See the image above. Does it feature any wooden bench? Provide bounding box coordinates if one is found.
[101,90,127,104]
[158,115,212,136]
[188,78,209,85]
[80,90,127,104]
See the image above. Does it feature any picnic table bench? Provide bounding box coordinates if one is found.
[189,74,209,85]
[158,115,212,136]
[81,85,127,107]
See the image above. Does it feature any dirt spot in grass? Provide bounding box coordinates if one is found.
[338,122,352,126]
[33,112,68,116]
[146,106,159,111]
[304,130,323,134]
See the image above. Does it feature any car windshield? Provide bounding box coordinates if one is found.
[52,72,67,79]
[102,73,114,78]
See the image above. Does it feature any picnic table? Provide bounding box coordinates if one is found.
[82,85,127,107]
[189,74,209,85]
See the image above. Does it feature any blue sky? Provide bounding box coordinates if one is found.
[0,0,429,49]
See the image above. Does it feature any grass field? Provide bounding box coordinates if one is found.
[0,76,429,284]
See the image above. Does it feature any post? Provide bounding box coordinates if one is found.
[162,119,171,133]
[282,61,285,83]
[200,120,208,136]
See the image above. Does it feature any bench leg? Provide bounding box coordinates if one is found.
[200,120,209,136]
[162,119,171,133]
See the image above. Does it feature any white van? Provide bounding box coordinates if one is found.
==
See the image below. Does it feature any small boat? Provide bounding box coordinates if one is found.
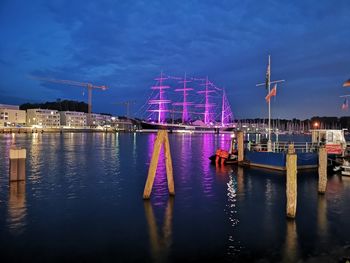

▶ **INSTRUCTION**
Put the lines, starting with the line that contains "See the image above. Does it feature any picnic table bench?" and going on through the line that contains "[0,76,429,284]", into a Markdown table with the columns Index and Text, leaving out blank lines. Number each entry in Index and place the line itself in Text.

▶ **RESULT OF THIS EXERCISE**
| Index | Text |
|---|---|
| 1 | See the image above. Does it feature any picnic table bench? Provide bounding box coordinates if one is found. |
| 2 | [189,74,209,85] |
| 3 | [158,115,212,136] |
| 4 | [81,85,127,107] |
| 5 | See the image above. Does it feature any dirt spot in grass? Provide bounding box coordinates if one is found. |
| 6 | [338,122,352,126] |
| 7 | [33,112,68,116] |
| 8 | [146,106,159,111] |
| 9 | [304,130,323,134] |
| 10 | See the image above. Does it feature any car windshield? Provide bounding box coordinates if one is found. |
| 11 | [52,72,67,79] |
| 12 | [102,73,114,78] |
| 13 | See the image above. Does it feature any picnic table? Provide bounding box coordinates if one is found. |
| 14 | [82,85,127,107] |
| 15 | [189,74,209,85] |
| 16 | See the image above. Does it feature any blue sky? Provide bounding box coordinates if one is found. |
| 17 | [0,0,429,49] |
| 18 | See the image above. Does it feature any grass field? Provide bounding box coordinates if one is found. |
| 19 | [0,76,429,284] |